• Records supplied:
■ ■ ■ ■ ■

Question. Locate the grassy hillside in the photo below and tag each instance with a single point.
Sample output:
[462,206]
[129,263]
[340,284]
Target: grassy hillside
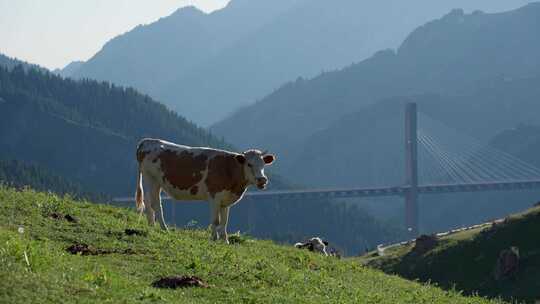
[467,259]
[20,174]
[36,268]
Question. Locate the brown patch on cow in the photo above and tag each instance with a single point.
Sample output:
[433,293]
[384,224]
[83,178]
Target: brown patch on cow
[182,170]
[225,173]
[141,155]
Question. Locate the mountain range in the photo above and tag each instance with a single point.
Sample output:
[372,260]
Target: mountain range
[205,66]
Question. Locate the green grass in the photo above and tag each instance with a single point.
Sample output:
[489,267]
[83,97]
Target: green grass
[251,271]
[466,260]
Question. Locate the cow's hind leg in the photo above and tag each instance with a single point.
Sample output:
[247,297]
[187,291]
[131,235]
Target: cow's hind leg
[214,219]
[223,220]
[151,191]
[158,208]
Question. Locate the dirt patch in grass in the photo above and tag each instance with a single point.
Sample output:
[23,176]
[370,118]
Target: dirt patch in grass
[68,217]
[130,231]
[84,249]
[179,282]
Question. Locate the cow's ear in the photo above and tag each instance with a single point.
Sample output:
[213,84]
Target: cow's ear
[241,158]
[268,159]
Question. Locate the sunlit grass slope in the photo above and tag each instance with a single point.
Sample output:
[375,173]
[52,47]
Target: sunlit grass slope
[35,267]
[467,260]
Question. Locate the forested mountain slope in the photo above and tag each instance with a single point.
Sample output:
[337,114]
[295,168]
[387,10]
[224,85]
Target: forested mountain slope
[84,130]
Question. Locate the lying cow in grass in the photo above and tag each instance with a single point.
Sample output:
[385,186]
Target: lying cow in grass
[192,174]
[316,244]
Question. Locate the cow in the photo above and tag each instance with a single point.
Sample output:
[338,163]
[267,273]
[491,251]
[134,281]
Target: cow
[196,174]
[316,244]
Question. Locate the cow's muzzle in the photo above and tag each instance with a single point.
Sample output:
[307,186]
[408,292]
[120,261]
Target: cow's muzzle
[261,182]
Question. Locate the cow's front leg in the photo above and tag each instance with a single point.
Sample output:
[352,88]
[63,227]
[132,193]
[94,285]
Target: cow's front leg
[214,220]
[224,219]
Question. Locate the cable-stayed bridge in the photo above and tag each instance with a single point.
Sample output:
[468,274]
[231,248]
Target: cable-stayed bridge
[433,165]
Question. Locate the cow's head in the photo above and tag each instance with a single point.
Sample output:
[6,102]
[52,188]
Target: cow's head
[254,162]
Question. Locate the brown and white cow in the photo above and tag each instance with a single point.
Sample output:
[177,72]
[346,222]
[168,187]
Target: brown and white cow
[195,173]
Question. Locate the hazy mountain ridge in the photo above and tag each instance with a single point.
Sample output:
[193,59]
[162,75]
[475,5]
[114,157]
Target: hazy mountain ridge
[207,65]
[300,109]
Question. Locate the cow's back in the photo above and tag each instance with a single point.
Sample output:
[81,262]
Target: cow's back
[190,173]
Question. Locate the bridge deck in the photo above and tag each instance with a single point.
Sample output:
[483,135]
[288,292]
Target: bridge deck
[384,191]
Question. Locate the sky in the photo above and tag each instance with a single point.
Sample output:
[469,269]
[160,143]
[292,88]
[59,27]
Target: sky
[53,33]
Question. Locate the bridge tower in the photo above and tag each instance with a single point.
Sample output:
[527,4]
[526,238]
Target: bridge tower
[411,169]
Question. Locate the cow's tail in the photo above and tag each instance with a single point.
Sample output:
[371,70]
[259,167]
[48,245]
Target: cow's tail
[139,193]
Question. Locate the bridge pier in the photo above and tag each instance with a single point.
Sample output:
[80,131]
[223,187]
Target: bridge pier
[411,169]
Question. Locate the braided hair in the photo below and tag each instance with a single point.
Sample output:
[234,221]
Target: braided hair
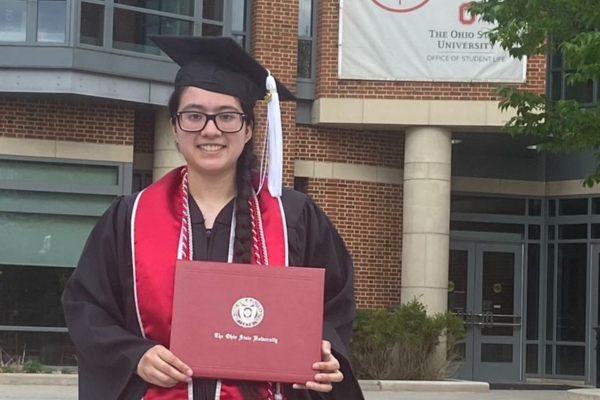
[243,183]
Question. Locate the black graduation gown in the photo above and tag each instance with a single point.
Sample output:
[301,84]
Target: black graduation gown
[99,306]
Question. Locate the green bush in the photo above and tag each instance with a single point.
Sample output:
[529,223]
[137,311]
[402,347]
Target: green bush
[32,367]
[405,343]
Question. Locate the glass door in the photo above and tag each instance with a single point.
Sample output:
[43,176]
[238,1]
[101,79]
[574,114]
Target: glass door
[486,290]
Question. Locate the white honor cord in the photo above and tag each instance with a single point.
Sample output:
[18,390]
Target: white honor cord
[229,260]
[218,390]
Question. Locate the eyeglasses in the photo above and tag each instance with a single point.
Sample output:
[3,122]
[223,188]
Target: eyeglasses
[195,121]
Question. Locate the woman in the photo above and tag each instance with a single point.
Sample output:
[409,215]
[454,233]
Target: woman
[118,301]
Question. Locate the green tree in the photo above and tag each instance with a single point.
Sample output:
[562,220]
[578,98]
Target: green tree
[569,29]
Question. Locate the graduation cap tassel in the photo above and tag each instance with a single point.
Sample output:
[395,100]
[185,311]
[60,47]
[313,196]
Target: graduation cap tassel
[275,138]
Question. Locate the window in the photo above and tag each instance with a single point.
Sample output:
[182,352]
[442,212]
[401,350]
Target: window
[306,39]
[32,22]
[239,22]
[131,29]
[141,180]
[13,17]
[47,210]
[52,21]
[92,24]
[586,93]
[128,23]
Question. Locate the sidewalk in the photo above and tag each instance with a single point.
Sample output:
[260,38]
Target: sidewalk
[42,392]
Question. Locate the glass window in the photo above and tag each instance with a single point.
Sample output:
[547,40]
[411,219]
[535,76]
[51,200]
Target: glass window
[595,231]
[557,60]
[212,30]
[52,21]
[182,7]
[551,232]
[533,291]
[141,180]
[552,208]
[305,19]
[238,21]
[304,59]
[570,360]
[582,92]
[596,205]
[212,9]
[535,207]
[30,296]
[550,295]
[43,239]
[535,232]
[572,231]
[32,171]
[573,207]
[241,39]
[549,360]
[13,17]
[571,290]
[131,30]
[92,24]
[48,348]
[517,229]
[556,85]
[531,361]
[497,353]
[53,203]
[487,205]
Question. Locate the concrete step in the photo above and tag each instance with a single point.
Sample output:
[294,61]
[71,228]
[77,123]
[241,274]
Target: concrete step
[583,394]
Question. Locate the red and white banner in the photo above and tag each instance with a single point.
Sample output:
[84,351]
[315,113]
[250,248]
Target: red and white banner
[420,40]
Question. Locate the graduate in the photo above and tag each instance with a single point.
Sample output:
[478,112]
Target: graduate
[118,302]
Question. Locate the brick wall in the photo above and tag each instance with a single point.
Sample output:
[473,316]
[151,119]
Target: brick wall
[328,85]
[374,148]
[368,215]
[66,118]
[275,45]
[369,218]
[143,141]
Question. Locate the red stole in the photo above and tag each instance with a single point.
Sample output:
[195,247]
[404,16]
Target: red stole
[156,231]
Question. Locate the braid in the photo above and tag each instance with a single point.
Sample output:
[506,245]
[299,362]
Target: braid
[243,232]
[243,228]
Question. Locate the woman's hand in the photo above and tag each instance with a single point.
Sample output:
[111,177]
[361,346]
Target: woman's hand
[329,372]
[158,366]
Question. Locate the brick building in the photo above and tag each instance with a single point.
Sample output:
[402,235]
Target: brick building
[433,199]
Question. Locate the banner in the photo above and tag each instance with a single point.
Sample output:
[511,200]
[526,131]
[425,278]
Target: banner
[420,40]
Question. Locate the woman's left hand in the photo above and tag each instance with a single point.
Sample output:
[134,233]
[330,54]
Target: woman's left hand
[329,372]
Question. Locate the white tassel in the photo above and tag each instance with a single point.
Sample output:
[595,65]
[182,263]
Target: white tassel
[275,138]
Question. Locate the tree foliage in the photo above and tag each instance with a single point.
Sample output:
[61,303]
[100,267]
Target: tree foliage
[571,30]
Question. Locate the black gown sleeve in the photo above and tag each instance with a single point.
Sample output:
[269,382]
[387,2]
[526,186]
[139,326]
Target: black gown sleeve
[318,244]
[96,306]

■ ■ ■ ■ ■

• Task instructions:
Return verbatim every line of the records from the one containing "Question. Locate the tree" down to the final line, keeping both ends.

• Expected answer:
Question. Locate the tree foliage in the photo above and tag each instance with a single point.
Sample output:
[61,303]
[100,267]
Target: tree foliage
[571,30]
Question. Locate the black gown sleeve in the photo above and tag each instance with a single point.
Sample output:
[269,382]
[387,2]
[526,186]
[139,326]
Target: black gown sleeve
[318,244]
[96,306]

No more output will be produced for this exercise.